EXERCISE BRIEF: Reproduce verbatim the portion of the passage on CAV treatment starting with "In relation to" and going on through "transitioned to PSI.".

EXCERPTED TEXT:
•••
The available data suggest the efficacy of PSIs in reducing the incidence of CAV; however, up to 30-40% of patients in the clinical trials had to discontinue the PSI during the first year because of poor tolerability. Complications and side effects include bacterial and viral infections (17-30%), oral ulcerations, pericardial effusions (up to 25%) and pleural effusions (15-40%), hematologic abnormalities including anemia and thrombocytopenia, impaired wound healing, acne, and pedal edema. Adverse events may be related to the dosing regimen (high vs. low dose) and timing (immediately post transplant vs. delayed introduction). A recent study with lower serum concentrations of everolimus (3-8ng/ mL) report a lower drop-out rate of 15% (Lehmukuhl et al., 2009). At this time, it remains unclear whether patients should be transitioned to a PSI-based immunosuppressant regimen once sternal healing has occurred.

In relation to the pharmacologic treatment of established CAV, aggressive control of traditional cardiac risk factors is important; however, the PSIs represent the most important advance. Studies in which patients with established CAV were switched to a PSI from MMF or azathioprine demonstrated a significant reduction in CAV-related adverse events (5% vs. 25%) including death, percutaneous coronary intervention (PCI), myocardial infarction, or angiographic progression of the disease 2 years following the transition and a reduction in plaque size compared to progression (Mancini et al., 2003; Segovia et al., 2004). Larger studies are needed to corroborate these initial findings; however, it is generally accepted practice that patients with established CAV are transitioned to PSI.

The treatment of established CAV represents a clinical challenge. Non-pharmacologic treatment includes PCI, coronary artery bypass grafting (CABG), and retransplantation. Percutaneous and surgical revascularization is limited by the diffuse coronary involvement, the infrequency of focal lesions with suitable distal targets, and the high mortality rates with surgical intervention (up to 30-40%) (Musci et al., 1998; Patel et al., 1997). PCI is associated with excellent short-term results, however is associated with high restenosis rates. With the advent of drug eluting stents, preliminary studies suggest much lower restenosis rates. (Lee et al., 2008). PCI remains a palliative therapy, as CAV is a diffuse and progressive disease process. It may be appropriate to perform PCI in patients with discrete focal lesions with abnormal graft function or evidence of stress-induced functional significance by stress imaging. Retransplantation is the only definitive therapy for CAV; however, survival is lower than after primary heart transplant and the probability of CAV in the retransplanted heart is higher than in de novo transplants (up to 50% at 3 years) (Musci et al., 1998; Srivastava et al., 2000). Re-transplantation is reserved for highly selected patients with CAV.
•••
EXTRACTED MATERIAL:

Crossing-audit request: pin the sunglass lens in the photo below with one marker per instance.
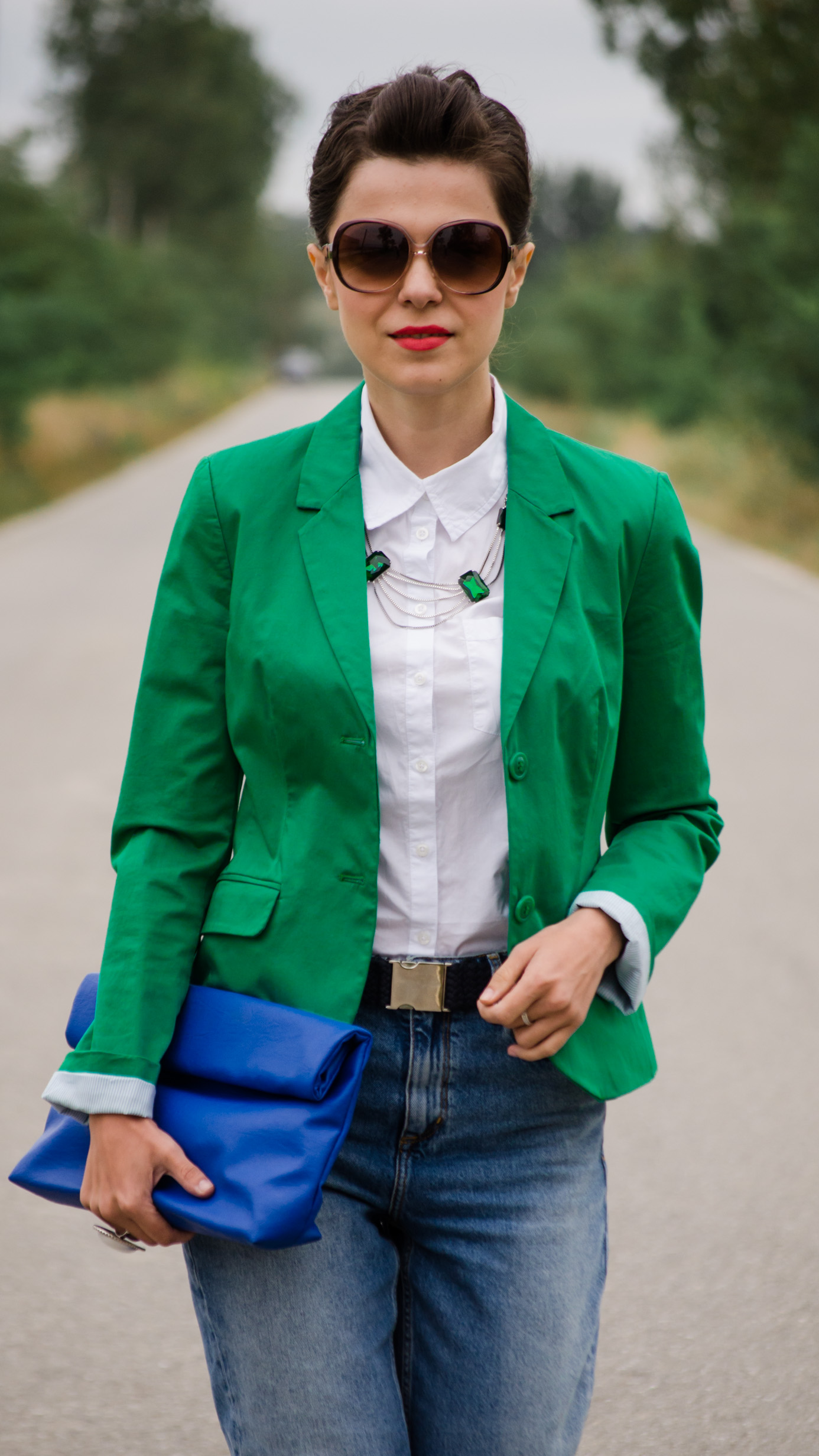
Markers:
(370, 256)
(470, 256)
•••
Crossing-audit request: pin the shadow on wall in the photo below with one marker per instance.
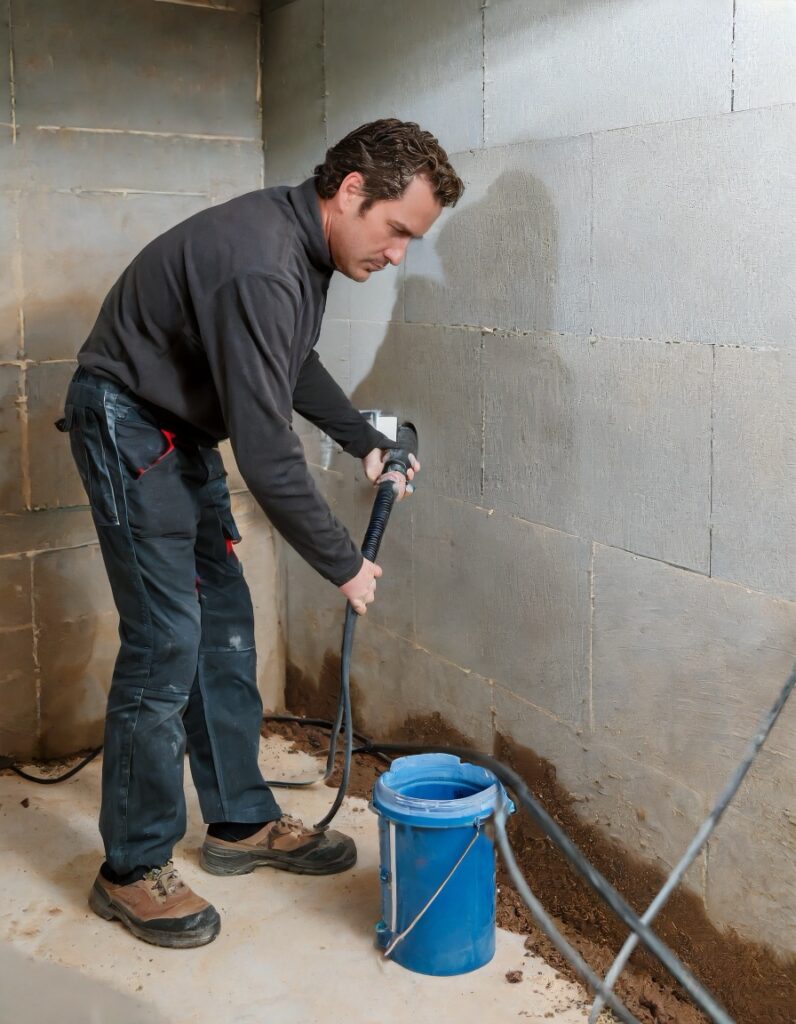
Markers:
•••
EXERCISE RESULT:
In relation to the pharmacologic treatment of established CAV, aggressive control of traditional cardiac risk factors is important; however, the PSIs represent the most important advance. Studies in which patients with established CAV were switched to a PSI from MMF or azathioprine demonstrated a significant reduction in CAV-related adverse events (5% vs. 25%) including death, percutaneous coronary intervention (PCI), myocardial infarction, or angiographic progression of the disease 2 years following the transition and a reduction in plaque size compared to progression (Mancini et al., 2003; Segovia et al., 2004). Larger studies are needed to corroborate these initial findings; however, it is generally accepted practice that patients with established CAV are transitioned to PSI.